• SUPPLIED TEXT
Dr. William B. Hurlbut, a member of the President’s Council on Bioethics, is a physician and a consulting professor in the Neuroscience Institute at Stanford University. An opponent of stem-cell research that uses surplus embryos created by in-vitro fertilization, he supported President Bush’s veto in July 2006 of a Senate bill that would have expanded federally funded research on IVF-derived embryonic stell cells. Hurlbut has proposed an alternative method for obtaining embryonic stem cells, called Altered Nuclear Transfer, which was one basis for an alternative bill, S. 2754, sponsored by Senators Arlen Specter and Rick Santorum of Pennsylvania. He recently spoke to Beliefnet senior editor Alice Chasan about the president’s veto, the scientific promise and the moral peril of stem-cell research, and his vision of how to resolve the current controversy.
President Bush recently vetoed legislation passed by the U.S. Senate that would have authorized expanding the lines of embryonic stem cells available for federally funded research. Did you support his veto of that legislation?

• PARTS OF THE EXERCISE
#1 In the stem-cell interview text, what is the name of the method Hurlbut proposed for obtaining embryonic stem cells?
#2 Write the next part of the stem-cell interview with William B. Hurlbut, picking up after its last sentence.

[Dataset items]
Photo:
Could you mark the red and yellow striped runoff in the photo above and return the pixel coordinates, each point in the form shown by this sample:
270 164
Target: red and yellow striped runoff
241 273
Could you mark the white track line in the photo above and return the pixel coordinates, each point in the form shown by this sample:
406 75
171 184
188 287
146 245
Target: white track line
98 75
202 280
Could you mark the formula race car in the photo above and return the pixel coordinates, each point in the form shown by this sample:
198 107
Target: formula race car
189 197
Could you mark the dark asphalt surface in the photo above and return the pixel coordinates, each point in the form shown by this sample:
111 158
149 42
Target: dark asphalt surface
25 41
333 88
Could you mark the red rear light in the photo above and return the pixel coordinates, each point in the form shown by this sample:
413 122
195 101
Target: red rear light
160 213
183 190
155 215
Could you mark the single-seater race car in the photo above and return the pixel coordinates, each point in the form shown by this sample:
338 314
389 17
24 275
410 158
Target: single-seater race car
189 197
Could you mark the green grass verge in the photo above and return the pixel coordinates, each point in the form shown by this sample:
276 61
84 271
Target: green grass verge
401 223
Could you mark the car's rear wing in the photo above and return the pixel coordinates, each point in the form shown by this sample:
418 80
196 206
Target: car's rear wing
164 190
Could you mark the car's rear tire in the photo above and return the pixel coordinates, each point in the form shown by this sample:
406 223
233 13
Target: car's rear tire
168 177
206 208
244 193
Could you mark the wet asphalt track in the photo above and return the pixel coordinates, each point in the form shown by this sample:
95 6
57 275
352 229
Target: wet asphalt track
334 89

...

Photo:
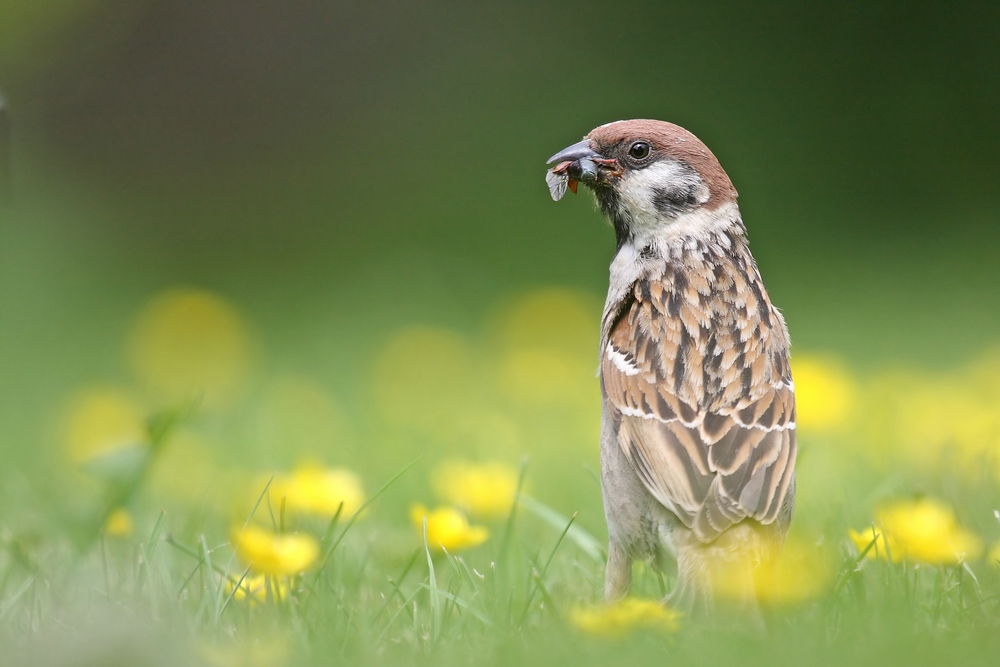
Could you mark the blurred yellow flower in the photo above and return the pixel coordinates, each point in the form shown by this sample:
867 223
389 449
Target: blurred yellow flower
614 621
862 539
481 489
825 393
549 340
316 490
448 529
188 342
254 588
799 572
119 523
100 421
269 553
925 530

--

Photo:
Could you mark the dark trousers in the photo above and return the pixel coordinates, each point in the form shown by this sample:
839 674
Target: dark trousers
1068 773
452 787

• ANSWERS FOR THIS EXERCISE
#1 Altered Nuclear Transfer

#2
I wasn’t asked to make a political judgment on that veto, but I do have moral concerns about the use of in-vitro fertilization embryos for obtaining embryonic stem cells for research to be funded with federal funding.
Can you explain what your concerns are about that research?
You have to understand the history of this. When abortion came up as a very difficult national debate, we were really unable to resolve it. The Supreme Court ultimately issued a so-called right of abortion based on the idea that there was a private issue of the mother’s body, a right not to be encumbered with the pregnancy. That placed abortion and all the associated issues in the private realm.
When in-vitro fertilization came up about 10 years later--the first in-vitro fertilization baby was born in 1978--Congress debated again when is the beginning of life and what is the role of the federal government in funding research and clinical practices that involve the endangerment of embryos. Again, this was a bitter debate. It’s hard to define clearly what the biology of the beginning of life is and the moral assignment of worth to that is contested.
The government ultimately resolved this by the Dickey Amendment in 1996, which forbids federal funding for anything that endangers or destroys human embryos. That’s what’s at stake here. It’s long-standing federal policy and that’s why the president vetoed it along with his personal conviction, which is shared by many Americans, that it is wrong to use embryos as a kind of instrumental means toward medical ends.
Do you believe that embryonic stem cells could hold a key to the solution to various forms of human suffering from disease or genetic disorders?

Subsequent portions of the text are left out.